### [Task instructions]
Could you restate the entries below word for word?

### [Provided records]
□ □ □ □ □ □ □
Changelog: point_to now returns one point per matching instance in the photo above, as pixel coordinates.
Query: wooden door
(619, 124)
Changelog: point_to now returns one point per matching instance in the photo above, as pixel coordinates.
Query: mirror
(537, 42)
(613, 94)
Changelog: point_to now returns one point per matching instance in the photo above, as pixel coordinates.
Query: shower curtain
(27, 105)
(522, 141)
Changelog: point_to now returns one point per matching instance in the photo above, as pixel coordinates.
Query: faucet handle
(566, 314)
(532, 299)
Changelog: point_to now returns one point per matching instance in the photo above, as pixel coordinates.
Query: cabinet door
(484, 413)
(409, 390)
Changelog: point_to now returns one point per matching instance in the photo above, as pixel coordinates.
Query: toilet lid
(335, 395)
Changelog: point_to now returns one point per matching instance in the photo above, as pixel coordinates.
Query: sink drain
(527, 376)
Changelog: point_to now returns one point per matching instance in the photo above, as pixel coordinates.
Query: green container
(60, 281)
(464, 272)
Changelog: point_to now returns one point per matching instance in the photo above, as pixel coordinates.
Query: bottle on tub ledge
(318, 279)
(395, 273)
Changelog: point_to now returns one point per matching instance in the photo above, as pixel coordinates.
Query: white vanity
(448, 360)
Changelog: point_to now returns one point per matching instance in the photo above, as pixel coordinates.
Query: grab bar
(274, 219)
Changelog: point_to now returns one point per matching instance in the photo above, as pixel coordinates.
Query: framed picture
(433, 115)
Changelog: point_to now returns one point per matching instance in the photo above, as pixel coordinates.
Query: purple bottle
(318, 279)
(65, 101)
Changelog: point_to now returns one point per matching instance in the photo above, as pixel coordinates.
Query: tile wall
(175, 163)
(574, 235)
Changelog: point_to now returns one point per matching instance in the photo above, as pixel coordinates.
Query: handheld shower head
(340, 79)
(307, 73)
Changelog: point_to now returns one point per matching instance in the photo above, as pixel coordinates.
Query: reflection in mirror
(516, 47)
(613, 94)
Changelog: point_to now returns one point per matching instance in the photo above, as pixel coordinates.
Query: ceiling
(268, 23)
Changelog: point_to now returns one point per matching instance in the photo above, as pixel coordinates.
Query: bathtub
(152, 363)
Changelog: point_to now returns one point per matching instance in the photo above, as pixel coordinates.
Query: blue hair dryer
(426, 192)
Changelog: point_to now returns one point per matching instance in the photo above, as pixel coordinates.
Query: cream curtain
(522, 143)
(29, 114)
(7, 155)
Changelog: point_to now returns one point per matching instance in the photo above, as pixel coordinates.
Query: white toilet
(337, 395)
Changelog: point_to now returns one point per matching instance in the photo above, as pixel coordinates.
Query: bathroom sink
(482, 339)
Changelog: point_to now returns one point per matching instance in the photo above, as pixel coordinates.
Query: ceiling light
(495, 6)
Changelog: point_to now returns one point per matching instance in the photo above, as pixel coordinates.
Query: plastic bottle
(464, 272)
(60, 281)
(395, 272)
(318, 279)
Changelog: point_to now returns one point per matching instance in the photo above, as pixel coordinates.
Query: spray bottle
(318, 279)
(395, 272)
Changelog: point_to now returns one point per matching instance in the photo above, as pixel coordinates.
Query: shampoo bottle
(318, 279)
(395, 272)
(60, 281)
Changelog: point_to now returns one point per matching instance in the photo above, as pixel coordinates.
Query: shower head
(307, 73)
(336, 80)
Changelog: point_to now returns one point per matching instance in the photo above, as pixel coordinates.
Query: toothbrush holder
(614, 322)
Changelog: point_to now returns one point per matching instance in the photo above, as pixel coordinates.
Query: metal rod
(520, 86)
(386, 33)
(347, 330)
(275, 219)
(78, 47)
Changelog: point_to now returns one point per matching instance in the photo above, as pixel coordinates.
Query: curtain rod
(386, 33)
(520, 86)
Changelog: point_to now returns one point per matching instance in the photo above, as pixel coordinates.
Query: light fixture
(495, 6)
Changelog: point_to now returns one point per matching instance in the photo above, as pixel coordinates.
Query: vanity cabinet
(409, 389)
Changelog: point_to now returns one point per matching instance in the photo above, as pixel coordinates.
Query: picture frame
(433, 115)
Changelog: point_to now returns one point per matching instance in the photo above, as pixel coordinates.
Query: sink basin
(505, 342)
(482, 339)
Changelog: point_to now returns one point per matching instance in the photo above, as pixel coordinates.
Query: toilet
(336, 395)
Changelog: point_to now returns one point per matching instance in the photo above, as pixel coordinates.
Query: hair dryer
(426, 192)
□ □ □ □ □ □ □
### [Solution to this problem]
Changelog: point_to now returns one point per matching instance in the photo above, as pixel coordinates.
Query: wooden door
(619, 124)
Changelog: point_to now returns one point per matching instance in the photo above, as pixel coordinates.
Query: mirror
(537, 42)
(613, 94)
Changelog: point_to now returns one point per matching instance in the photo above, as pixel coordinates.
Query: shower curtain
(27, 105)
(522, 141)
Changelog: point_to now returns one point per matching instance in the photo above, as pixel coordinates.
Query: faucet handle
(566, 314)
(532, 299)
Changelog: point_to now returns one point per matching instance in the photo above, as pixel coordinates.
Query: cabinet door
(484, 413)
(409, 390)
Changelog: point_to now returns one point per matching instance in the photo above, as pixel coordinates.
Query: toilet lid
(335, 395)
Changelog: point_to now returns one point per matching instance in the photo above, as pixel coordinates.
Query: sink drain
(527, 376)
Changelog: point_to now returns one point per matching instance in the photo above, as pixel coordinates.
Query: green container
(60, 281)
(464, 272)
Changelog: point_to now returns one point per matching instance in the photo above, as pixel coordinates.
Query: bottle on tub ledge
(318, 279)
(395, 273)
Changelog: point_to now returns one point per matching instance in the photo above, as pixel coordinates.
Query: white vanity
(448, 360)
Changelog: point_to now returns one point per matching instance in the photo above, as pixel coordinates.
Query: grab bar
(274, 219)
Changelog: point_to now returns one point per matching instance in the photo above, as pixel coordinates.
Query: framed picture
(433, 115)
Changelog: point_to now returns one point per matching instance in the photo above, as pixel coordinates.
Query: purple bottle
(318, 279)
(65, 101)
Changelog: point_to now returns one point per matching instance in the photo above, as pixel coordinates.
Query: tile wall
(175, 163)
(574, 235)
Changelog: point_to now returns one point per matching instance in the photo above, as pixel coordinates.
Query: handheld shower head
(340, 79)
(307, 73)
Changelog: point_to now returns one point per matching instance in the photo above, as pixel coordinates.
Query: reflection in mirror
(516, 47)
(613, 94)
Changelog: point_to now returns one point per matching instance in the photo above, as pixel coordinates.
Query: ceiling
(268, 23)
Changelog: point_to now returns one point per matching instance in the photo above, as pixel coordinates.
Query: bathtub
(152, 363)
Changelog: point_to now returns one point per matching instance in the photo above, as pixel coordinates.
Query: blue hair dryer
(426, 192)
Changelog: point_to now returns one point per matching instance in the photo above, as pixel coordinates.
Query: cream curtain
(522, 143)
(29, 114)
(7, 155)
Changelog: point_to now returns one point per matching instance in the photo above, as pixel coordinates.
Query: white toilet
(337, 395)
Changelog: point_to now returns one point per matching instance in the photo above, as pixel coordinates.
Query: bathroom sink
(482, 339)
Changelog: point_to now returns one point per matching instance in the photo above, as pixel coordinates.
Query: ceiling light
(495, 6)
Changelog: point_to now returns one point per matching instance in the photo above, as pixel coordinates.
Query: plastic bottle
(464, 272)
(60, 281)
(395, 272)
(318, 279)
Changelog: point_to now returns one point per matching instance in the photo above, as pixel coordinates.
Query: spray bottle
(318, 279)
(395, 272)
Changelog: point_to now returns one point per matching instance in the photo above, as pixel coordinates.
Query: shampoo bottle
(318, 279)
(395, 272)
(60, 281)
Changelog: point_to now returns one point per matching instance in the photo above, as pixel coordinates.
Query: shower head
(307, 73)
(336, 80)
Changelog: point_to now returns one point per matching instance in the photo above, as pixel coordinates.
Query: toothbrush holder
(614, 322)
Changelog: point_to now returns one point per matching instance in the photo above, as pixel coordinates.
Query: metal rod
(520, 86)
(386, 33)
(347, 330)
(275, 219)
(78, 47)
Changelog: point_to now returns one point per matching instance in the photo above, as pixel coordinates.
Query: curtain rod
(386, 33)
(520, 86)
Changelog: point_to now returns one point per matching instance in the photo above, as pixel coordinates.
Query: light fixture
(495, 6)
Changelog: point_to now returns one point per matching instance in the photo above, as pixel coordinates.
Query: vanity cabinet
(409, 389)
Changelog: point_to now returns one point per matching instance in the photo above, as pixel coordinates.
Query: picture frame
(433, 115)
Changelog: point_to now returns one point per matching instance in the photo above, as pixel coordinates.
Query: sink basin
(505, 342)
(482, 339)
Changelog: point_to now returns one point per matching instance in the photo above, as pixel coordinates.
Query: toilet
(336, 395)
Changelog: point_to now returns one point per matching instance in the photo above, as pixel coordinates.
Query: hair dryer
(426, 192)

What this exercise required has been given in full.